* Start Working data *

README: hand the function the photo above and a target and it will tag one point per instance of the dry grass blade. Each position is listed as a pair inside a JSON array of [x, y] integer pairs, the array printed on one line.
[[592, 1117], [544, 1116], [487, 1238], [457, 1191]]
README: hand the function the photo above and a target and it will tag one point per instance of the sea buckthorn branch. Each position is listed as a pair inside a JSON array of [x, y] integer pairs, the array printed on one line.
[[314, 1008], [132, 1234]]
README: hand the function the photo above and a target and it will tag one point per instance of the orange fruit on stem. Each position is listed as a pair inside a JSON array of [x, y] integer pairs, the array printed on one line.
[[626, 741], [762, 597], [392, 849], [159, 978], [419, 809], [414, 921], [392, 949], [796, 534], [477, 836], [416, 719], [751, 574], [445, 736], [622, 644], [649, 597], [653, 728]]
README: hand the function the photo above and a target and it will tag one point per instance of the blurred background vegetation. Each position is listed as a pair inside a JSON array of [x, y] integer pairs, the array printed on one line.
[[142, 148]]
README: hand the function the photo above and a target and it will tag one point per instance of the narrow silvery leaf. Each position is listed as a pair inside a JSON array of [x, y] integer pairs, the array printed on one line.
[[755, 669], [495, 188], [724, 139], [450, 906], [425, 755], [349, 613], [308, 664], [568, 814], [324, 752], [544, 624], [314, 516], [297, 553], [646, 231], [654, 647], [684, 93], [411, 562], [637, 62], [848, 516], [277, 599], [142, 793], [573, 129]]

* End Working data *

Written instruction
Rewrite every one of the records above, substituting "whole-number pairs" for each occurrence of "integer pairs" and leaving all other text as it stands.

The completed task
README: hand the function the photo above and a target and it will tag one point per instance of the dry grass blade. Each position is listed as a pair inside a JSON array of [x, y] whole-number pairs, the array printed on one line.
[[592, 1117], [544, 1116], [487, 1238], [457, 1191]]
README: hand the function the photo above and a target and it will tag one point per instance of the sea buckthorn branch. Each position is listed as a pair inside a JSON array of [x, y] whole-number pairs, the array printed on one line.
[[314, 1008], [132, 1234]]
README: hand the function the photo above and a target and it will tag one point per instance of the orange fruit on stem. Each position is listed as a pair inside a JSON array of [x, y] whole-number pairs, the array printed on one line.
[[626, 741], [762, 597], [392, 849], [159, 978], [419, 809], [414, 921], [392, 949], [796, 534], [477, 836], [416, 719], [751, 574], [445, 736], [622, 644], [649, 597], [653, 728]]
README: hand the function the photo above and a target and it will tag one point per instance of the blurred background vegetation. Each position is listed as a pair inside a JSON array of [x, y] whole-number pairs, the array printed on one line.
[[142, 148]]
README: hand the function the photo above and a target and it will tag one point per instance of the narrow silvery leaf. Each position is listed as a pair inside a JSON array of [x, y] whole-number pairs, the array printed on one line.
[[755, 669], [495, 188], [724, 139], [450, 906], [425, 755], [349, 613], [308, 664], [568, 814], [324, 752], [544, 624], [314, 516], [297, 553], [646, 231], [654, 647], [684, 93], [411, 562], [637, 62], [848, 516], [277, 599], [142, 793], [573, 129]]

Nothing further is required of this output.